**Description of the task**
For the material below, return exactly the lines starting at the one holding "bush and report the position of each." and ending at the one holding "railing post and report the position of each.", counting both as part of the range.

**Records to process**
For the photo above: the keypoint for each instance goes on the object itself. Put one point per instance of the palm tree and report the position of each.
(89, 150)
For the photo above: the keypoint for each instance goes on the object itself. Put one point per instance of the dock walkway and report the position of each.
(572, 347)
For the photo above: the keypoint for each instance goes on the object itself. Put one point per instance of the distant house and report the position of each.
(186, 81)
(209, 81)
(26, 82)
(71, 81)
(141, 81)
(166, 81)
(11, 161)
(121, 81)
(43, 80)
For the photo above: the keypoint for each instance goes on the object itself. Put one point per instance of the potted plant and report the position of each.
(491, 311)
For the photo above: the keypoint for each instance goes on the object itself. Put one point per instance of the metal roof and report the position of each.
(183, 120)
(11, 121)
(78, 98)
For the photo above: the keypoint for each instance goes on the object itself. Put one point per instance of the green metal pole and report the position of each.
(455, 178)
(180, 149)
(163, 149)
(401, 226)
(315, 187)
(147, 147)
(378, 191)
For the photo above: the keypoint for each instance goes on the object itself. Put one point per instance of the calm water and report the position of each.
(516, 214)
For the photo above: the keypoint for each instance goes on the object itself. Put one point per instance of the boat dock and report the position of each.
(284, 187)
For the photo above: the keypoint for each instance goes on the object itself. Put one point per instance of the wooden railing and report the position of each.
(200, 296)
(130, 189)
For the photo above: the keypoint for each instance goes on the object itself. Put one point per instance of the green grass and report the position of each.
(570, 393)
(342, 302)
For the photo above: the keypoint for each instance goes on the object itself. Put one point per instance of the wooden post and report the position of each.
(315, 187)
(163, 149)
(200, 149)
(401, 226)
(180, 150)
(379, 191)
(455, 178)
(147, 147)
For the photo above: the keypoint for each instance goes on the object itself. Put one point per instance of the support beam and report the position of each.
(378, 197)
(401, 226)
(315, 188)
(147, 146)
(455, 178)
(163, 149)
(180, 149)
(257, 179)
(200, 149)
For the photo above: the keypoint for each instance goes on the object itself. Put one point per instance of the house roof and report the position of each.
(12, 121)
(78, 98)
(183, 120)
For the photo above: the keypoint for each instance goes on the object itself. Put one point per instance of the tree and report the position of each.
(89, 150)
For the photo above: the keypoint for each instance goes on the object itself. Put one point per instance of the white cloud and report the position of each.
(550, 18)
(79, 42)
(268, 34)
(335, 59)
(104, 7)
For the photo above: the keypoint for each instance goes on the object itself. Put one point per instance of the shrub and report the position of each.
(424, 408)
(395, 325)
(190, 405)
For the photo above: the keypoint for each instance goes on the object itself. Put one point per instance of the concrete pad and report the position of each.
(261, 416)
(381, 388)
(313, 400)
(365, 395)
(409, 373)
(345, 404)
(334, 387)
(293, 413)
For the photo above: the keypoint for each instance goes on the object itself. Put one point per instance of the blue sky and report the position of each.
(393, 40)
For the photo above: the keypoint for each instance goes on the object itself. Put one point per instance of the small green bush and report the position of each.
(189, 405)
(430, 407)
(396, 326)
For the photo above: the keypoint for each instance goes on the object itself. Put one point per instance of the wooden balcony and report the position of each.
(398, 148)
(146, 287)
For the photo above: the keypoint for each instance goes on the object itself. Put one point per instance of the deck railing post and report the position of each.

--

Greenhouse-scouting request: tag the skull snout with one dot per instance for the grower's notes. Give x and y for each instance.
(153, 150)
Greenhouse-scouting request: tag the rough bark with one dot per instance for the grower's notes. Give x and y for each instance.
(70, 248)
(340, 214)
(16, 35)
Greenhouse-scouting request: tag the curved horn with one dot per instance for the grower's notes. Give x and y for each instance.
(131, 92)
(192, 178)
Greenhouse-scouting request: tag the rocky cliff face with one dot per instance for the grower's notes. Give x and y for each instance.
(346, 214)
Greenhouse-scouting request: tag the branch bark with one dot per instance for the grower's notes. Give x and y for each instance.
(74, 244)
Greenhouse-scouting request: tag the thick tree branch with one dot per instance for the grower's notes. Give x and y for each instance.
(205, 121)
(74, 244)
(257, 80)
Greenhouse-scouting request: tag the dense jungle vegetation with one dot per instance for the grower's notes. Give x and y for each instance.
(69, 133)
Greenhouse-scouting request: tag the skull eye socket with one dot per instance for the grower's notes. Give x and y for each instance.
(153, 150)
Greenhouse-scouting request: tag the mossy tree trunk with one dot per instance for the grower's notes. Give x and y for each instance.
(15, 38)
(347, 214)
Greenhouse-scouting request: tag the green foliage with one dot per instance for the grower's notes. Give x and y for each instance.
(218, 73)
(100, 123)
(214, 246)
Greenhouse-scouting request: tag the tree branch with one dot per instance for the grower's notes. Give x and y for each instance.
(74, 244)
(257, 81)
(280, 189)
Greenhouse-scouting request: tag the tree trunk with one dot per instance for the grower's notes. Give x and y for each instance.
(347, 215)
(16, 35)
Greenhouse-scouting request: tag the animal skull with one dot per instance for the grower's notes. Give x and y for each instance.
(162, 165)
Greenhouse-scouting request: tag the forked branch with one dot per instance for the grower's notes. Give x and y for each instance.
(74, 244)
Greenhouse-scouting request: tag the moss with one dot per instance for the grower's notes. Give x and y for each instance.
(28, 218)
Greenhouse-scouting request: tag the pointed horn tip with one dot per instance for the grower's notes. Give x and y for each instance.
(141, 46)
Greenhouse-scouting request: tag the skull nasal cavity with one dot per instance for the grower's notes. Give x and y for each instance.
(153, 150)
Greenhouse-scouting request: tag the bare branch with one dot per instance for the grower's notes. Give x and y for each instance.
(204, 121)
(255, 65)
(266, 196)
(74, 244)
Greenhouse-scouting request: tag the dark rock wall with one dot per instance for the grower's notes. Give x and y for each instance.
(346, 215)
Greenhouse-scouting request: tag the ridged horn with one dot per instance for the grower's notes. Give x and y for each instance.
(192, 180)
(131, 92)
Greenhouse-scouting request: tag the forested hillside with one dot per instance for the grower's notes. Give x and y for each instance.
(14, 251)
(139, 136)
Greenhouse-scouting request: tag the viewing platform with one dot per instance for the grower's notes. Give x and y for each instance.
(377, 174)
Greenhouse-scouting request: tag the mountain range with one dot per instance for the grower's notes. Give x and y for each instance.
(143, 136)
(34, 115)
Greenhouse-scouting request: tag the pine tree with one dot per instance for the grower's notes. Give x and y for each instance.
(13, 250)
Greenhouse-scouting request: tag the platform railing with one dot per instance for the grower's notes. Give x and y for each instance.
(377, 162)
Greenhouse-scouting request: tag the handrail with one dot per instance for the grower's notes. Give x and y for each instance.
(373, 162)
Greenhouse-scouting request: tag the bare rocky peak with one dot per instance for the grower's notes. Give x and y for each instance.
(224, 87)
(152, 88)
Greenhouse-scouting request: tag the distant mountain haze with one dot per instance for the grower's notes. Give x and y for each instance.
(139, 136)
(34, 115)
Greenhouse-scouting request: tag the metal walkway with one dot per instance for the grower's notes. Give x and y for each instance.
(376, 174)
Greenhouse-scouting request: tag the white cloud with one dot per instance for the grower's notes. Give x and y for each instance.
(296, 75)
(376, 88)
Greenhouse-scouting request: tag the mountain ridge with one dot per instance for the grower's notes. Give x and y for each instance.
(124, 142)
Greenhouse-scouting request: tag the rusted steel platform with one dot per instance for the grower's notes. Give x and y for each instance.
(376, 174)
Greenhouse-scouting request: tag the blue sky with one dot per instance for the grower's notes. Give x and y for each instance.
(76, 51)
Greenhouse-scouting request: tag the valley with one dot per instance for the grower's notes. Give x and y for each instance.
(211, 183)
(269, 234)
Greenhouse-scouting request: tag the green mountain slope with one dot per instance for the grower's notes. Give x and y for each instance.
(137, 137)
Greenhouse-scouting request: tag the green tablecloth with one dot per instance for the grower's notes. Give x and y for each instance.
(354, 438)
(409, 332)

...

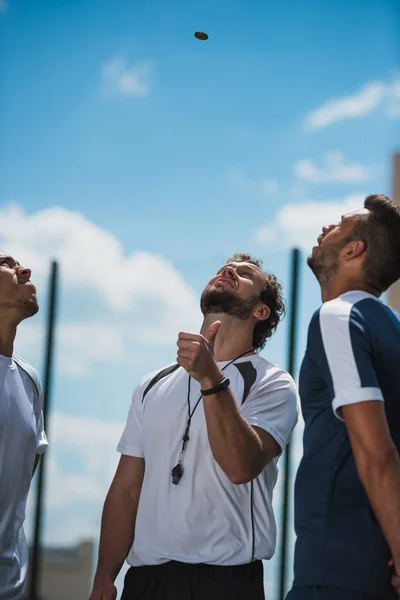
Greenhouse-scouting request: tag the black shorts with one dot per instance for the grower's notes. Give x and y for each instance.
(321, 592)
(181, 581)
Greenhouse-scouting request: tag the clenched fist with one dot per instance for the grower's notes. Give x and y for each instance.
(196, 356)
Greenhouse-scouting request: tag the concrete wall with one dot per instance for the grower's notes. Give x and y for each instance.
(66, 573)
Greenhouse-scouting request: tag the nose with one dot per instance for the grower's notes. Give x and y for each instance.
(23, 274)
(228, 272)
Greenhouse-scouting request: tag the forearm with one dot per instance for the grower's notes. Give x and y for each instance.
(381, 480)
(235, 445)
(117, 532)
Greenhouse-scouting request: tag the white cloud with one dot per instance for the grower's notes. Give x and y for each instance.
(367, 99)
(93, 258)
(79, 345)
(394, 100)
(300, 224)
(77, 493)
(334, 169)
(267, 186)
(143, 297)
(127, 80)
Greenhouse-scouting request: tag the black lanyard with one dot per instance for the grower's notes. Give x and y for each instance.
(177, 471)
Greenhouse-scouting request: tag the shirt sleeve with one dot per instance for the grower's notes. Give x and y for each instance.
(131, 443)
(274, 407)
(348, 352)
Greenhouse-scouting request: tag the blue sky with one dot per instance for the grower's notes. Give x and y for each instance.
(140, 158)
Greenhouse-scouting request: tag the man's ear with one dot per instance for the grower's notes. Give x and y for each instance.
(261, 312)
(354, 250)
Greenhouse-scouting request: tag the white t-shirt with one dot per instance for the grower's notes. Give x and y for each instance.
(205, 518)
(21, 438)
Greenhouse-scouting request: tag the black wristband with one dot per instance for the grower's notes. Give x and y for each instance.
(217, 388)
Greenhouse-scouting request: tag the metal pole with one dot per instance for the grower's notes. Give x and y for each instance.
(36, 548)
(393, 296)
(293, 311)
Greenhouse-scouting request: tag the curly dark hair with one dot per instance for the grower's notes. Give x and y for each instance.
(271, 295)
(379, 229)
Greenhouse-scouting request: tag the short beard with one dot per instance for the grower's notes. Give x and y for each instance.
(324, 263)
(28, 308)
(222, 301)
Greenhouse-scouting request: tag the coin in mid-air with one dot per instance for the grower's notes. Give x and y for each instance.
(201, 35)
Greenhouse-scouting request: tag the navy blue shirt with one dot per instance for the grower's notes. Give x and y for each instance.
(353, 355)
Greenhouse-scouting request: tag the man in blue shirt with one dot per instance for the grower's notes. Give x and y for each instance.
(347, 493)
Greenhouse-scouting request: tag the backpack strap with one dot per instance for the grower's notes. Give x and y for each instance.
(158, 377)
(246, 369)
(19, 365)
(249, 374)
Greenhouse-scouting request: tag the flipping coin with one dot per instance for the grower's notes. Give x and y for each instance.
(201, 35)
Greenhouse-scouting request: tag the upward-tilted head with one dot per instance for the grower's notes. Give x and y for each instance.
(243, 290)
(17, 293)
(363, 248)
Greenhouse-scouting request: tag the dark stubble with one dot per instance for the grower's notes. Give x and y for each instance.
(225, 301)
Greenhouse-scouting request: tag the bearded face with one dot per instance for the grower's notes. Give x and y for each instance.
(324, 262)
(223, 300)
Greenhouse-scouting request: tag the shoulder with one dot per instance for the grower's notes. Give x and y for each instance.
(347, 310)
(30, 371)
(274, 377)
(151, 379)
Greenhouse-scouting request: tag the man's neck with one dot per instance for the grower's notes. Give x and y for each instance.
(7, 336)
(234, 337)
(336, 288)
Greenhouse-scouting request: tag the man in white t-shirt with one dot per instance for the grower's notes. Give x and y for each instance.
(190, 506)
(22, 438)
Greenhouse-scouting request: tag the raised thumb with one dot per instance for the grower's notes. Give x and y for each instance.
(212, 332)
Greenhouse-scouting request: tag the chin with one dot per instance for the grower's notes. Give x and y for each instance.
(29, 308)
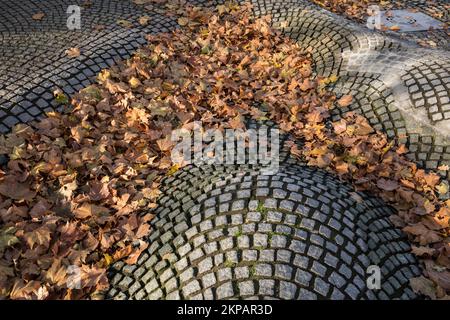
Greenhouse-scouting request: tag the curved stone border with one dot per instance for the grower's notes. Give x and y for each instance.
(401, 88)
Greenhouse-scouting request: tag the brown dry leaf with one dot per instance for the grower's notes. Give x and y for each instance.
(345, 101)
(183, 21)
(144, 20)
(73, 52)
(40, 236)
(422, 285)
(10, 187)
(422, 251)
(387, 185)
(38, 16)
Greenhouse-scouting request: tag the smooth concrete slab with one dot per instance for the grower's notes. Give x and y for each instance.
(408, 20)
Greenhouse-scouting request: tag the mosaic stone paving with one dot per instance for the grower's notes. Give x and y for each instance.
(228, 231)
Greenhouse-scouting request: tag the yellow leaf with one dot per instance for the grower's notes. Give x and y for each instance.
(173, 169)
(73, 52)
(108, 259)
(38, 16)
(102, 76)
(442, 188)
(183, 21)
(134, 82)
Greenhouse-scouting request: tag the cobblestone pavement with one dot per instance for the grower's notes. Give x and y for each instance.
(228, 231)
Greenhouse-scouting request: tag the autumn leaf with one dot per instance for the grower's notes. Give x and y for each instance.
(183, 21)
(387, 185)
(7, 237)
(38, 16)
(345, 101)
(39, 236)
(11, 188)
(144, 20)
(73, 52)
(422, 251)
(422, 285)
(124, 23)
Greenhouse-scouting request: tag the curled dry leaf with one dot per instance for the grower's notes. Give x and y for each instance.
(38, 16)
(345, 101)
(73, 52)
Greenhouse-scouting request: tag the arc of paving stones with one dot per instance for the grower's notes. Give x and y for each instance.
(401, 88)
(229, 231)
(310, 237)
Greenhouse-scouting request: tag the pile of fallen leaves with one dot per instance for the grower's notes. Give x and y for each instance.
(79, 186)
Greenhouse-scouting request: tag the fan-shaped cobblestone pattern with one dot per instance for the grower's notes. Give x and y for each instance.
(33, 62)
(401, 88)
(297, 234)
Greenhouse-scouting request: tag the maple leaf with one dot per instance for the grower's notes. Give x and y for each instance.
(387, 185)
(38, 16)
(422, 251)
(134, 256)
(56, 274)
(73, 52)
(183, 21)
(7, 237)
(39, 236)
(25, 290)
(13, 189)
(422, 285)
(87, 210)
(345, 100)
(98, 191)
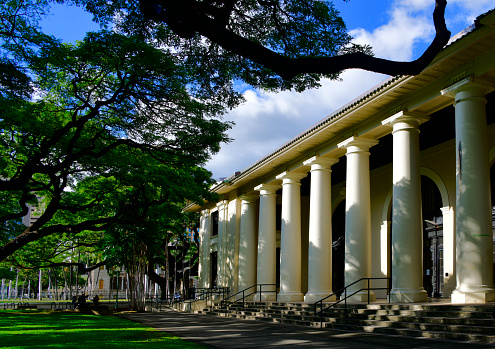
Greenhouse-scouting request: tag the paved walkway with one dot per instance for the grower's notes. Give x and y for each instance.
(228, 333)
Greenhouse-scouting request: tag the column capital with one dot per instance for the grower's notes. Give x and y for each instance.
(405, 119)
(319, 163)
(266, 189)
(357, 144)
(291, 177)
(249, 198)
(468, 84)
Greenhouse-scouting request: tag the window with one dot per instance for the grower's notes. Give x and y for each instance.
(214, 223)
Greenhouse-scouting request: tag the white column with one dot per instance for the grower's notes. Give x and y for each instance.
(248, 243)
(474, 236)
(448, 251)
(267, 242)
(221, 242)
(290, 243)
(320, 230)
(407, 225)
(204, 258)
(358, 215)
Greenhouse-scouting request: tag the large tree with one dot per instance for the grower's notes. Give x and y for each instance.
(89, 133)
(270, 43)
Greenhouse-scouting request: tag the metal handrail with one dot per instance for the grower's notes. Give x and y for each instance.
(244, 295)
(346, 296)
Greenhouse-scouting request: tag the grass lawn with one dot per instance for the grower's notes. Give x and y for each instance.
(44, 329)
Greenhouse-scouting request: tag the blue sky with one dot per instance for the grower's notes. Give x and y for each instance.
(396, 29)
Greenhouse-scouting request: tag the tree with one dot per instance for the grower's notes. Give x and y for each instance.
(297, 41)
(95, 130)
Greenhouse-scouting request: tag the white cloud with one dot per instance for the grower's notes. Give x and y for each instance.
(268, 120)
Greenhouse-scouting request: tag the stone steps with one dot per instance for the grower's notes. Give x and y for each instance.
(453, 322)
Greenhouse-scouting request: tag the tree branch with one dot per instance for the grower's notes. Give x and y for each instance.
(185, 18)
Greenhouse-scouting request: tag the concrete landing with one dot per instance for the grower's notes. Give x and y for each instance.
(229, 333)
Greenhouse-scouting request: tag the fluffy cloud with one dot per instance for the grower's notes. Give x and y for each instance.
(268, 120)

**Solution**
For the photo above: the keypoint for each instance goes on the object itself. Put one point per instance of the small green bush and report the position of each.
(189, 405)
(430, 407)
(396, 326)
For the photo above: the keypoint for each instance goes on the object itself. Put one point per instance of the wooden balcony and report the position of each.
(398, 148)
(146, 287)
For the photo above: the keypoint for each instance goes on the object itself. Put one point per instance of the deck railing post and report the position of each.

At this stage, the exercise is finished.